• WHAT TO PRODUCE:
The entries below are to be printed again word for word.

• Data records:
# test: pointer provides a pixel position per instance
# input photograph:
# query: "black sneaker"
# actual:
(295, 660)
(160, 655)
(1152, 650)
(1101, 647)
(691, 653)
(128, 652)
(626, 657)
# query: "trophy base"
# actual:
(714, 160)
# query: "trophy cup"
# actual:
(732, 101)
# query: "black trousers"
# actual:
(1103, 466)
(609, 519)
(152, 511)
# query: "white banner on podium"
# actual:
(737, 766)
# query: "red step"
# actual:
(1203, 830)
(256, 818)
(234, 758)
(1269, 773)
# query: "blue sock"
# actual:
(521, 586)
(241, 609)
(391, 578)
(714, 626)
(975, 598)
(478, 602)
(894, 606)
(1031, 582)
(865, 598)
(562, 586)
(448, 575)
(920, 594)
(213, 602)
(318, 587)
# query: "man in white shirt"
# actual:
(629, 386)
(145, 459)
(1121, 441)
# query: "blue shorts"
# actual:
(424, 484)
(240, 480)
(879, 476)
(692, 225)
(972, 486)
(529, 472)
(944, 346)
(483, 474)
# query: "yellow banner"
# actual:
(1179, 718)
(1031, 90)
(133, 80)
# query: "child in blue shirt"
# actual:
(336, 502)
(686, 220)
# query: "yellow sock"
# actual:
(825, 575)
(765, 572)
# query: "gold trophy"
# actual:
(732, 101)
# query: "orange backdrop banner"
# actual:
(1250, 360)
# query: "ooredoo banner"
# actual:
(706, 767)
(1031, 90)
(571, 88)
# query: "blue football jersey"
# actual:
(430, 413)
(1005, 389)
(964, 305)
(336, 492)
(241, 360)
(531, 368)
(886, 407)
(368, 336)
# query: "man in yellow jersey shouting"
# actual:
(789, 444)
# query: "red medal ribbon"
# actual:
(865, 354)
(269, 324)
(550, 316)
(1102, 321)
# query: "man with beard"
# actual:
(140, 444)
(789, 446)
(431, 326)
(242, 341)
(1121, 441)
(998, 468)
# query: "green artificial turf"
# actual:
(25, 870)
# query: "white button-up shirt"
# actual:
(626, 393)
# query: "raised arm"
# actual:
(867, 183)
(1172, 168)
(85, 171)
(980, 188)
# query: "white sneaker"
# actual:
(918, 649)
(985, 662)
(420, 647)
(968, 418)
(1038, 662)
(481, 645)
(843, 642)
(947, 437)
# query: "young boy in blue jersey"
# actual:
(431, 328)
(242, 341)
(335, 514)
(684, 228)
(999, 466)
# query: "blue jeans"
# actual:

• RESPONSE TO THE TASK:
# test: pointer provides a pixel position per instance
# input photograph:
# query: "black sneaker"
# actual:
(295, 660)
(160, 655)
(1152, 650)
(1101, 647)
(691, 653)
(128, 652)
(626, 657)
# query: "trophy base"
# actual:
(714, 160)
# query: "trophy cup"
# actual:
(732, 101)
# query: "black trousers"
# actual:
(1103, 466)
(609, 519)
(152, 511)
# query: "white banner on podium"
# actual:
(737, 766)
# query: "red step"
# actual:
(1203, 830)
(256, 818)
(234, 758)
(1269, 773)
# query: "blue sock"
# actual:
(521, 586)
(241, 609)
(391, 578)
(714, 626)
(975, 598)
(478, 602)
(894, 606)
(1031, 582)
(865, 598)
(562, 586)
(448, 575)
(920, 594)
(213, 602)
(318, 587)
# query: "man in white shirt"
# actual:
(629, 386)
(145, 459)
(1121, 441)
# query: "blue shorts"
# actual:
(424, 484)
(240, 480)
(879, 476)
(692, 225)
(972, 486)
(529, 472)
(944, 346)
(483, 474)
# query: "yellow banner"
# actual:
(1179, 718)
(1031, 90)
(133, 80)
# query: "child in blue shirt"
# actual:
(336, 502)
(686, 220)
# query: "yellow sock"
# actual:
(825, 575)
(765, 572)
# query: "gold trophy"
# actual:
(732, 101)
# query: "orange backdrop banner"
# actual:
(1250, 360)
# query: "ooredoo banner"
# actual:
(706, 767)
(1031, 90)
(571, 88)
# query: "blue football jersey"
# actual:
(430, 413)
(1005, 389)
(964, 305)
(336, 492)
(241, 360)
(531, 368)
(886, 407)
(368, 336)
# query: "man in yellow jersey shouting"
# actual:
(789, 444)
# query: "red medal ribbon"
# actual:
(865, 354)
(269, 324)
(550, 316)
(1102, 321)
# query: "man with beard"
# actual:
(140, 444)
(789, 446)
(431, 326)
(242, 341)
(1121, 441)
(998, 468)
# query: "green artificial turf"
# actual:
(25, 870)
# query: "white button-up shirt"
# actual:
(626, 393)
# query: "raised arm"
# actual:
(867, 183)
(1172, 168)
(85, 171)
(980, 188)
# query: "white sneaker"
# actual:
(918, 649)
(985, 662)
(420, 647)
(968, 418)
(1038, 662)
(481, 645)
(843, 642)
(947, 437)
# query: "young boy in blue jersey"
# actual:
(431, 328)
(242, 341)
(335, 514)
(684, 228)
(999, 466)
# query: "blue jeans"
# actual:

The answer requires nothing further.